Available data ::
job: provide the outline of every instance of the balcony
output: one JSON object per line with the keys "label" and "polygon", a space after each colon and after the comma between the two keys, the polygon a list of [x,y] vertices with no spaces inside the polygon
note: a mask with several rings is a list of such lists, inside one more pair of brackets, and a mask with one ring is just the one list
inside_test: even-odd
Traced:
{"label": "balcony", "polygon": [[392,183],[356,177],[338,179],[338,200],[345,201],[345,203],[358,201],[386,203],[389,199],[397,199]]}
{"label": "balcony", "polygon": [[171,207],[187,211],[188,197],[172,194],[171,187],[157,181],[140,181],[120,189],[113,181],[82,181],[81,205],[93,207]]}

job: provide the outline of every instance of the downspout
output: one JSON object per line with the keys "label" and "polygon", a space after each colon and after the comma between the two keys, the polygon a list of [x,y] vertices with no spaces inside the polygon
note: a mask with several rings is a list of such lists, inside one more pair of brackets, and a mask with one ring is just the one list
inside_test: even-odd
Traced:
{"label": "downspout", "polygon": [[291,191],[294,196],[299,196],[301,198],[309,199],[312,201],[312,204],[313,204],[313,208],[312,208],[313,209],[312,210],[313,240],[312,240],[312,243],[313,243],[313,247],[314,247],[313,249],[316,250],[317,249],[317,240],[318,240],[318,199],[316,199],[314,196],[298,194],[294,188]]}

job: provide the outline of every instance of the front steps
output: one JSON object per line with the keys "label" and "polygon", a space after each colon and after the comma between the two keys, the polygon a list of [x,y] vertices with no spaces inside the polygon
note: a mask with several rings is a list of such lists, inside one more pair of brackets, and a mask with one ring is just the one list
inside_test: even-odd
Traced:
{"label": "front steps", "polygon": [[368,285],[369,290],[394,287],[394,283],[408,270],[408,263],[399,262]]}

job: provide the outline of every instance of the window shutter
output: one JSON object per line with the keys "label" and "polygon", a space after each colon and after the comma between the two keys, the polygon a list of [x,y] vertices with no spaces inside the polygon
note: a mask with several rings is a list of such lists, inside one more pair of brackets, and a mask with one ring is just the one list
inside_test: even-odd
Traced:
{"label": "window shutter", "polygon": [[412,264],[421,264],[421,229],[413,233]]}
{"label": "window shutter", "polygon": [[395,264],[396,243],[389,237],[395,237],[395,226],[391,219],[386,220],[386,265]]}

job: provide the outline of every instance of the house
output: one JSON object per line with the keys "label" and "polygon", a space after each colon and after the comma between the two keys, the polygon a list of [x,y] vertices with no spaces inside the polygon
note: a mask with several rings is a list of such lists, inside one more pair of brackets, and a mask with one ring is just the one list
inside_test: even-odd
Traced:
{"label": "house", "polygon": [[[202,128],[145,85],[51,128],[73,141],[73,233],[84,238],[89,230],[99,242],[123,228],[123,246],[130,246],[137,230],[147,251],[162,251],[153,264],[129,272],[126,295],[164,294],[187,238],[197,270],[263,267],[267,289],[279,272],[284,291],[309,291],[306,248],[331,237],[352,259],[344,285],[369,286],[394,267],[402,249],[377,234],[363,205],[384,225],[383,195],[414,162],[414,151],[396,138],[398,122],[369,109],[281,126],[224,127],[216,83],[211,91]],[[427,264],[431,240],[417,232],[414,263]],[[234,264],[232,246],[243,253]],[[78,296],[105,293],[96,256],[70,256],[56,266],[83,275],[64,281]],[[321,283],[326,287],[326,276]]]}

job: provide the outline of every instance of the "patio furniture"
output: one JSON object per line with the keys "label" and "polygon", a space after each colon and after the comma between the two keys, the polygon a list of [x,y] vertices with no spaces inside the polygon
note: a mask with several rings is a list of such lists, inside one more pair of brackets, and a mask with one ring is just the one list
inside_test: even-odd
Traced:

Exercise :: How many lines in the material contain the string "provide"? Reply with the number and nothing else.

Solution to this exercise :: 6